(Object location annotation data)
= = = = =

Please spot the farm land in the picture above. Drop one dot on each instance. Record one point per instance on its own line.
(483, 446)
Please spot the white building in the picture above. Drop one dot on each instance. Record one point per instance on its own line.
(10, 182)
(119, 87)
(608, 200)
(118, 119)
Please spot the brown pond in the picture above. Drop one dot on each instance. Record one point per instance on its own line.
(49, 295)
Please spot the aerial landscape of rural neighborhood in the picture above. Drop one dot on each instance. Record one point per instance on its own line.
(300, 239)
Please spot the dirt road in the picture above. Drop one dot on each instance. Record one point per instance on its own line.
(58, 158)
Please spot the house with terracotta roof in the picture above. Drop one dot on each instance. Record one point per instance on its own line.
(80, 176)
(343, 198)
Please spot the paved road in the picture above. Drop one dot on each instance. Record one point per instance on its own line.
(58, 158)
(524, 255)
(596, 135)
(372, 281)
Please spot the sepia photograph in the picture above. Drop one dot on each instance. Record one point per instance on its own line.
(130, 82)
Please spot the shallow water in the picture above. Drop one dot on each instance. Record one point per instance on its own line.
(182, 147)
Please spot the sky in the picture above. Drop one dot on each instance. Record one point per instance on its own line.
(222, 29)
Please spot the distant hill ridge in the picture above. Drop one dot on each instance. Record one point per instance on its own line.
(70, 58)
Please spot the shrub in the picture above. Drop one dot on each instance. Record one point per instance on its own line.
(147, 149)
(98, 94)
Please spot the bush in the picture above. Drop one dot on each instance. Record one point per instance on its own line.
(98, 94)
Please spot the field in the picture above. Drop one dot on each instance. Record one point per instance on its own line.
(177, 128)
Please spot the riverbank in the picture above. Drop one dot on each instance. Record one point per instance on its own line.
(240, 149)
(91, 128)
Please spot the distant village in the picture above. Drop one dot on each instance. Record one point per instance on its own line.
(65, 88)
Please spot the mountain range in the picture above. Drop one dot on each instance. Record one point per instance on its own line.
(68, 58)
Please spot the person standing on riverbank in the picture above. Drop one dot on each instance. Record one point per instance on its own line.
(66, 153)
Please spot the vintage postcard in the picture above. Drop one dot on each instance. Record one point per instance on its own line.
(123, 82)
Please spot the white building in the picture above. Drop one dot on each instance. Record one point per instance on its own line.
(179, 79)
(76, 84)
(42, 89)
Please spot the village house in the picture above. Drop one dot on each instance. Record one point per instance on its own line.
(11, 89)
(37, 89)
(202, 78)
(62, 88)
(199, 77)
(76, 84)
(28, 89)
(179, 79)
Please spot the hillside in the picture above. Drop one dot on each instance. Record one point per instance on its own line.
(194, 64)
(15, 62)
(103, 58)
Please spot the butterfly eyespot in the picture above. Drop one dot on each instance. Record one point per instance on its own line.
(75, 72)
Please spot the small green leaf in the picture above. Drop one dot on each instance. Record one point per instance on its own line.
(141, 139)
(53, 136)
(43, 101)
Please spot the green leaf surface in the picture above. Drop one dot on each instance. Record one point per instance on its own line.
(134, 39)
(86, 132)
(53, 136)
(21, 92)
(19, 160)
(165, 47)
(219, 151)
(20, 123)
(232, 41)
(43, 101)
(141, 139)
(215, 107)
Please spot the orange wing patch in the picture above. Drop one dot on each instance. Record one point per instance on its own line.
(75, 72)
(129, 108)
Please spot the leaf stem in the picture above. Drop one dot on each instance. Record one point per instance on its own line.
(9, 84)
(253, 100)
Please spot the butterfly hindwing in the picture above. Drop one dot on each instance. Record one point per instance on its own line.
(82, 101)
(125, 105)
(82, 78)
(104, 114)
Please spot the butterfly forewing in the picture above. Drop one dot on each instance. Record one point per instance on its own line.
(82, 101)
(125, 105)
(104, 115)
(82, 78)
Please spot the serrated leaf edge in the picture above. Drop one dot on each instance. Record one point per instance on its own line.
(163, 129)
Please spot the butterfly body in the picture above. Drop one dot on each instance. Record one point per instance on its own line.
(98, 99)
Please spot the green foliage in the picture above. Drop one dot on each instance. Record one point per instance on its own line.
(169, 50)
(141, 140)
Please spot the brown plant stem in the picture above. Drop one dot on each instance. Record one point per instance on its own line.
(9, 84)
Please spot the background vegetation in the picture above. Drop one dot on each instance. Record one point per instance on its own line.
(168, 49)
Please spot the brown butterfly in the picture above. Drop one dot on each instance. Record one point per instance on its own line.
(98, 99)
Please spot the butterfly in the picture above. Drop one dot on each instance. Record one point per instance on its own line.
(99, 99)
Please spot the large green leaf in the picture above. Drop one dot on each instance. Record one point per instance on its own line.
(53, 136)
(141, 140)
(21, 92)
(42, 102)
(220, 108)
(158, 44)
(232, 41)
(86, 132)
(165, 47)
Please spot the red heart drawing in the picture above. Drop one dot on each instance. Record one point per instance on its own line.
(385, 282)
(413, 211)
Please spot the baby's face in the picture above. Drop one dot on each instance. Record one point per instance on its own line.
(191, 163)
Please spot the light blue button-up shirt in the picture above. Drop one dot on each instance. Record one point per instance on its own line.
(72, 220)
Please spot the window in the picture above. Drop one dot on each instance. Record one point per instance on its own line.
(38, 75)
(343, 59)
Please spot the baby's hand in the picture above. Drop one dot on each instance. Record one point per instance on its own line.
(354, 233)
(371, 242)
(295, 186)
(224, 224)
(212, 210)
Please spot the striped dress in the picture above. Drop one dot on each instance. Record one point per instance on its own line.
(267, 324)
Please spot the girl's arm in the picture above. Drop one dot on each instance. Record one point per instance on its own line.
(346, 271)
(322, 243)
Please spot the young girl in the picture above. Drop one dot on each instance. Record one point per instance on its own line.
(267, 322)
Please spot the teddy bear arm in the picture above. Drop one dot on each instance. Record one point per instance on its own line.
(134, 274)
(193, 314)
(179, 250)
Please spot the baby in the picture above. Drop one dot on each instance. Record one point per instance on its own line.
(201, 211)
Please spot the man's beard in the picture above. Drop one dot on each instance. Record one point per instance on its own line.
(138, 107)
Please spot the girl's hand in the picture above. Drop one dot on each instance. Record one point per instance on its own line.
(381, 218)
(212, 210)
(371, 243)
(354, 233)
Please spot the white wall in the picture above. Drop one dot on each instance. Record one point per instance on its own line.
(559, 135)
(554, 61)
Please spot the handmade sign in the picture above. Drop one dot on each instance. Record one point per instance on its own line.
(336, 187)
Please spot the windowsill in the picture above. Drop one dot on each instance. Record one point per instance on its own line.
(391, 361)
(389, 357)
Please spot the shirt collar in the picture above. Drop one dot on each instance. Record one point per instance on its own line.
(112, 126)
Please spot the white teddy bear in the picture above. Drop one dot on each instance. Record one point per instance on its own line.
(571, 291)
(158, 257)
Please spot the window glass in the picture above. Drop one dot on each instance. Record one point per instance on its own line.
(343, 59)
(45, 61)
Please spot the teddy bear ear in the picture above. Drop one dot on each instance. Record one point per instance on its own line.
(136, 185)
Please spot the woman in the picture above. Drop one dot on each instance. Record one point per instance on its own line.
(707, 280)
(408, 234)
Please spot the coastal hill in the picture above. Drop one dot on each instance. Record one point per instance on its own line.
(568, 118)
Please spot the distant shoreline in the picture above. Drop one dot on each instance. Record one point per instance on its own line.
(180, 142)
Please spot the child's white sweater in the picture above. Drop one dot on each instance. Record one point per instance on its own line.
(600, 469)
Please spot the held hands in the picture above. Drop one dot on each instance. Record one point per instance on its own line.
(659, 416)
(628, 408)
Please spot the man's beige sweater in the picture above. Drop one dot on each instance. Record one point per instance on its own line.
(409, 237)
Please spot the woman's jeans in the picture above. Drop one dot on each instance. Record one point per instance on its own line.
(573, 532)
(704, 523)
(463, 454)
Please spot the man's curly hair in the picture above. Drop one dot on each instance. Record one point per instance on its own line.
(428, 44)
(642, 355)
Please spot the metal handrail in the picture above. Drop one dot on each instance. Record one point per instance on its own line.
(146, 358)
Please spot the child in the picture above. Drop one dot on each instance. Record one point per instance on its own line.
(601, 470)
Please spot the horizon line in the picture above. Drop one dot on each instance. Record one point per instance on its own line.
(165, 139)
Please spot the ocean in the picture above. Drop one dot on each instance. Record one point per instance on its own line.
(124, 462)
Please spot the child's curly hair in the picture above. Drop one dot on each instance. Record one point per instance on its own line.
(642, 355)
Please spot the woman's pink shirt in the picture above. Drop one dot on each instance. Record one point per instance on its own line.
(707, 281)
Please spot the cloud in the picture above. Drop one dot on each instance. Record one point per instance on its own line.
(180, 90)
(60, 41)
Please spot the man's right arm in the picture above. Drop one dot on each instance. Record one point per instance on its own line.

= = = = =

[Written problem]: Repeat only the lines from the one holding "Please spot the horizon" through the last line of the data.

[Solution to this task]:
Please spot the horizon line in the picture above. Drop one dot on each instance. Record one point per instance on its own line.
(165, 139)
Please spot the ocean in the picture above. Drop one dot on each instance. Record one point per instance on its own line.
(124, 462)
Please spot the child's curly hair in the picture above. Drop one dot on each instance. Record one point per instance on its own line.
(642, 355)
Please spot the woman's pink shirt in the picture above. Drop one dot on each instance. Record one point per instance on its own line.
(707, 281)
Please spot the cloud in the picture above. Drop one dot on each instance. Record one point per instance on its own line.
(180, 90)
(60, 41)
Please spot the man's right arm in the picture above. Drop one dot on each instance. Record one point per instance on its own line.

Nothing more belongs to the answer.